WORK ORDER: Every entry below must be repeated exactly; skip the pictures.

MATERIAL FOR THIS TASK:
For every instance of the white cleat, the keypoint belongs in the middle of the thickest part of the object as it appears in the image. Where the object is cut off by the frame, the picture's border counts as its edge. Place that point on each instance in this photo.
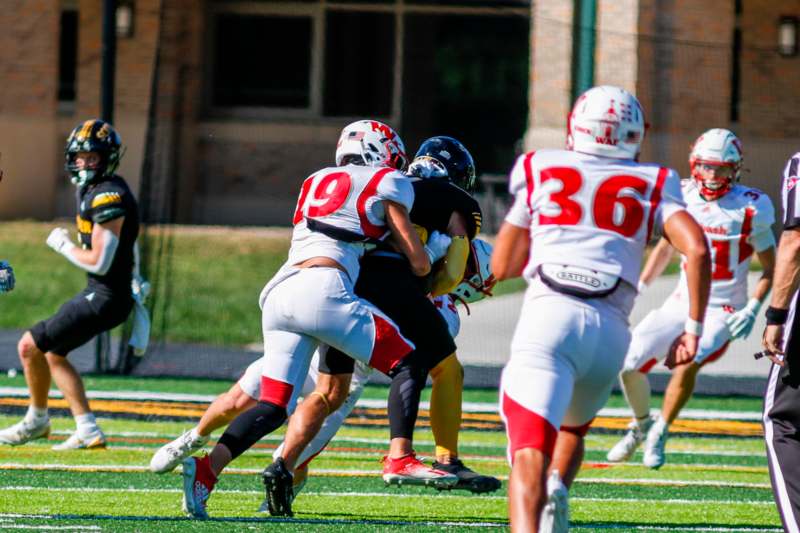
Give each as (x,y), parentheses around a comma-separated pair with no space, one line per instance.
(25,431)
(94,440)
(627,445)
(654,456)
(555,513)
(171,454)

EXERCISE SOLUTION:
For every instance of the white cleat, the keypoint belongs in the middle of the thickest part of the object as it appears in the image. Where the object is cut off by the frame, the picture's border counts as its edge. Place that point on each instance in this photo.
Give each as (x,y), parentheses around a comma-separated pair with no space, one line per instance.
(25,431)
(94,440)
(627,445)
(654,456)
(555,513)
(171,454)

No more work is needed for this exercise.